WHAT TO DO >>
From the records below, extract all the text exactly and leave the images behind.
#### DATA TO PROCESS ####
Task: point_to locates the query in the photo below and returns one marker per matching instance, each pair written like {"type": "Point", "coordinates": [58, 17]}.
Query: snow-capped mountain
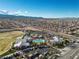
{"type": "Point", "coordinates": [16, 13]}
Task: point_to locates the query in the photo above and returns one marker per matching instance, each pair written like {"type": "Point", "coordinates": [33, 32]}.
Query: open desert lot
{"type": "Point", "coordinates": [6, 38]}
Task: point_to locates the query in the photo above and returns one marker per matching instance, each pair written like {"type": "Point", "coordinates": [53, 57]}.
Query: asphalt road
{"type": "Point", "coordinates": [72, 54]}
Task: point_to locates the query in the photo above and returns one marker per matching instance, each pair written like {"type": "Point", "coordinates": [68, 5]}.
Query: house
{"type": "Point", "coordinates": [56, 40]}
{"type": "Point", "coordinates": [22, 42]}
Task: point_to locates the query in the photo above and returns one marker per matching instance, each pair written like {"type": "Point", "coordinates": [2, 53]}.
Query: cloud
{"type": "Point", "coordinates": [17, 13]}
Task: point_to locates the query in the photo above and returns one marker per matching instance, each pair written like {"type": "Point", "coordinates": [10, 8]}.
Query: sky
{"type": "Point", "coordinates": [41, 8]}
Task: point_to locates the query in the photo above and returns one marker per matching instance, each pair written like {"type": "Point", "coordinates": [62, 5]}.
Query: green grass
{"type": "Point", "coordinates": [6, 39]}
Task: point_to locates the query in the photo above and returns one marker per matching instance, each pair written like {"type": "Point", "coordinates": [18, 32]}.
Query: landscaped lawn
{"type": "Point", "coordinates": [6, 38]}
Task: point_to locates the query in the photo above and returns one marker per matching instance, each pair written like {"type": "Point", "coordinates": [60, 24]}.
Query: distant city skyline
{"type": "Point", "coordinates": [41, 8]}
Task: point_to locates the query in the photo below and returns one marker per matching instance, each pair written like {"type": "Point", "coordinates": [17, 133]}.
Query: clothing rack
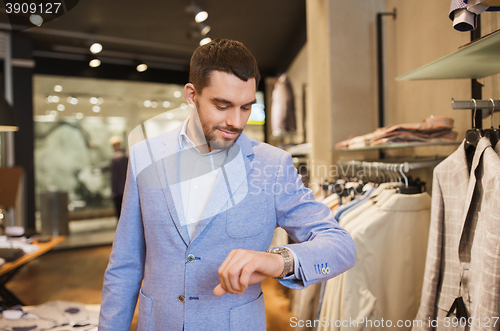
{"type": "Point", "coordinates": [391, 166]}
{"type": "Point", "coordinates": [479, 104]}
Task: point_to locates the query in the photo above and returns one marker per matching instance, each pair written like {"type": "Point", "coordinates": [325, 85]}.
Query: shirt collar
{"type": "Point", "coordinates": [185, 142]}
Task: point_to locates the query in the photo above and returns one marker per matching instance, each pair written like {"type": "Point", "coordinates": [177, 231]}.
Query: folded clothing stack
{"type": "Point", "coordinates": [52, 315]}
{"type": "Point", "coordinates": [434, 129]}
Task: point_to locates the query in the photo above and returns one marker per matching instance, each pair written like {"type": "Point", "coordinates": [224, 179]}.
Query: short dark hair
{"type": "Point", "coordinates": [225, 55]}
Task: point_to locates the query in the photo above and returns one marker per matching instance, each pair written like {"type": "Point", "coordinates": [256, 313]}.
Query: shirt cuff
{"type": "Point", "coordinates": [296, 274]}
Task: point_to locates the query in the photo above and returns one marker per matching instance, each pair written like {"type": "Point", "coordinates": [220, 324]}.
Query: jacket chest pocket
{"type": "Point", "coordinates": [248, 217]}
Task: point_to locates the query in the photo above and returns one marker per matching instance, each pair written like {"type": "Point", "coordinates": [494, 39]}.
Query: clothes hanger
{"type": "Point", "coordinates": [492, 133]}
{"type": "Point", "coordinates": [410, 187]}
{"type": "Point", "coordinates": [473, 135]}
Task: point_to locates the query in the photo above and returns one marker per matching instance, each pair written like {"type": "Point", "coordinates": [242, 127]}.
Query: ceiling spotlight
{"type": "Point", "coordinates": [142, 67]}
{"type": "Point", "coordinates": [36, 20]}
{"type": "Point", "coordinates": [201, 16]}
{"type": "Point", "coordinates": [96, 48]}
{"type": "Point", "coordinates": [205, 41]}
{"type": "Point", "coordinates": [95, 63]}
{"type": "Point", "coordinates": [204, 29]}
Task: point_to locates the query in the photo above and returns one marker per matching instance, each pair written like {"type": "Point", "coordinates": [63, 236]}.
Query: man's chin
{"type": "Point", "coordinates": [222, 144]}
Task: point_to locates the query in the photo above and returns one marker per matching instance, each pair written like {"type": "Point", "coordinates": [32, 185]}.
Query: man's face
{"type": "Point", "coordinates": [224, 107]}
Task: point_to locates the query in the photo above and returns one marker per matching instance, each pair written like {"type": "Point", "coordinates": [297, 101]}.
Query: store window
{"type": "Point", "coordinates": [76, 117]}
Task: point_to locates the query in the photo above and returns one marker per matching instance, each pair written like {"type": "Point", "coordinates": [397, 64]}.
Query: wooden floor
{"type": "Point", "coordinates": [77, 275]}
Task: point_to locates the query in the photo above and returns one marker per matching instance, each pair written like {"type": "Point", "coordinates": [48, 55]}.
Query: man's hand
{"type": "Point", "coordinates": [244, 267]}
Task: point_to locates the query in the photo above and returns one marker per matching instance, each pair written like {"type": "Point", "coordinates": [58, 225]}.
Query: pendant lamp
{"type": "Point", "coordinates": [7, 120]}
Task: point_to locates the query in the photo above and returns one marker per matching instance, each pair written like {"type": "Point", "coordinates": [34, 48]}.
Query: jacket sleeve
{"type": "Point", "coordinates": [433, 261]}
{"type": "Point", "coordinates": [125, 270]}
{"type": "Point", "coordinates": [323, 249]}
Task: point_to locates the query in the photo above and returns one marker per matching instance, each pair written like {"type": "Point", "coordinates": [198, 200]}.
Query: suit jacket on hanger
{"type": "Point", "coordinates": [463, 253]}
####
EXERCISE SOLUTION >>
Task: point_to locates the query in the photo below and returns one marker per matching instance, each pair written like {"type": "Point", "coordinates": [58, 17]}.
Query: snow-capped mountain
{"type": "Point", "coordinates": [16, 13]}
Task: point_to locates the query in the photo above and returns one marker per matching instance, each pair written like {"type": "Point", "coordinates": [33, 32]}.
Query: open desert lot
{"type": "Point", "coordinates": [6, 38]}
Task: point_to locates the query in the photo above and returns one marker per matching instance, each pair written like {"type": "Point", "coordinates": [53, 57]}.
Query: asphalt road
{"type": "Point", "coordinates": [72, 54]}
Task: point_to locates the query in the photo above and returns one marker per matching instance, each pair written like {"type": "Point", "coordinates": [68, 5]}.
Query: house
{"type": "Point", "coordinates": [56, 40]}
{"type": "Point", "coordinates": [22, 42]}
Task: point_to locates the query in the photo above and returns one marker per matching instance, each pair written like {"type": "Point", "coordinates": [2, 53]}.
Query: cloud
{"type": "Point", "coordinates": [17, 13]}
Task: point_to locates the query in the photo above and returns one marker per matching instance, each pair written like {"type": "Point", "coordinates": [10, 8]}.
Query: sky
{"type": "Point", "coordinates": [41, 8]}
Task: point_to locates the query in the photo above and returns one marker per matching instance, each pair written like {"type": "Point", "coordinates": [62, 5]}.
Query: green grass
{"type": "Point", "coordinates": [6, 39]}
Task: point_to locates the query in the photo above and returns one marker per matching instance, each pair written like {"type": "Point", "coordinates": [18, 32]}.
Query: landscaped lawn
{"type": "Point", "coordinates": [6, 38]}
Task: point_to locates the query in the photo above and returns one marker per matching instance, each pair written like {"type": "Point", "coordinates": [60, 24]}.
Query: distant city skyline
{"type": "Point", "coordinates": [41, 8]}
Task: point_to locates the query in the photo below and returns one marker per matching instance, each pair written like {"type": "Point", "coordinates": [17, 133]}.
Query: clothing rack
{"type": "Point", "coordinates": [391, 166]}
{"type": "Point", "coordinates": [479, 104]}
Task: point_to locates the query in the photo above and returns one marker per matching instance, each pair written like {"type": "Point", "coordinates": [325, 85]}.
Query: shirt collar
{"type": "Point", "coordinates": [185, 142]}
Task: point_to locates the query in the photo above and returns one marker per matching instance, each pair written like {"type": "Point", "coordinates": [177, 231]}.
Query: folded clothing stack
{"type": "Point", "coordinates": [52, 315]}
{"type": "Point", "coordinates": [434, 129]}
Task: point_to locates the query in the photo above and returns one marker per matching instance, each pair written like {"type": "Point", "coordinates": [224, 179]}.
Query: short dark hair
{"type": "Point", "coordinates": [225, 55]}
Task: point_to locates the query in the photo above and returns one marker per matching instance, each pair written like {"type": "Point", "coordinates": [256, 313]}.
Query: shirt cuff
{"type": "Point", "coordinates": [296, 274]}
Task: point_to locates the query in the photo above and returns one marker per matching instance, each pair written like {"type": "Point", "coordinates": [220, 324]}.
Query: jacket chest pocket
{"type": "Point", "coordinates": [248, 217]}
Task: point_to locates the query in the photo above and returns one marker per matching instance, each pair written like {"type": "Point", "coordinates": [494, 39]}.
Query: clothes hanger
{"type": "Point", "coordinates": [492, 133]}
{"type": "Point", "coordinates": [410, 187]}
{"type": "Point", "coordinates": [473, 135]}
Task: point_to locates the query in the photo above and returns one marker per matching instance, each pair written like {"type": "Point", "coordinates": [242, 127]}.
Query: ceiling spotlight
{"type": "Point", "coordinates": [142, 67]}
{"type": "Point", "coordinates": [36, 20]}
{"type": "Point", "coordinates": [201, 16]}
{"type": "Point", "coordinates": [96, 48]}
{"type": "Point", "coordinates": [205, 41]}
{"type": "Point", "coordinates": [95, 63]}
{"type": "Point", "coordinates": [204, 29]}
Task: point_to locates the query in the photo above and returns one marker per matching instance, each pair written like {"type": "Point", "coordinates": [63, 236]}.
Query: man's chin
{"type": "Point", "coordinates": [222, 144]}
Task: point_to locates the query in the photo above and returns one marker per matching instance, each pair written like {"type": "Point", "coordinates": [32, 185]}.
Query: man's face
{"type": "Point", "coordinates": [224, 107]}
Task: point_to locates the query in the photo above and returns one marker per matching instance, each pair written like {"type": "Point", "coordinates": [297, 101]}.
Query: store window
{"type": "Point", "coordinates": [76, 117]}
Task: point_to locates the query in the photo above and returns one marker per matching instance, each pair written like {"type": "Point", "coordinates": [397, 64]}.
Query: wooden floor
{"type": "Point", "coordinates": [77, 275]}
Task: point_to locates the query in the photo above and returns one marker per matching instance, each pair written like {"type": "Point", "coordinates": [48, 55]}.
Query: man's hand
{"type": "Point", "coordinates": [244, 267]}
Task: point_to locates the query in the photo above and returns one marker per matching instance, each pair written like {"type": "Point", "coordinates": [58, 225]}.
Query: pendant lamp
{"type": "Point", "coordinates": [7, 120]}
Task: point_to locates the query in the photo above and returns one marker per matching instance, each pair written like {"type": "Point", "coordinates": [34, 48]}.
Query: jacket sleeve
{"type": "Point", "coordinates": [433, 261]}
{"type": "Point", "coordinates": [125, 270]}
{"type": "Point", "coordinates": [323, 249]}
Task: point_to locates the query in the photo above and returns one marker per matching instance, each pair written like {"type": "Point", "coordinates": [198, 200]}.
Query: suit jacket on hanger
{"type": "Point", "coordinates": [463, 253]}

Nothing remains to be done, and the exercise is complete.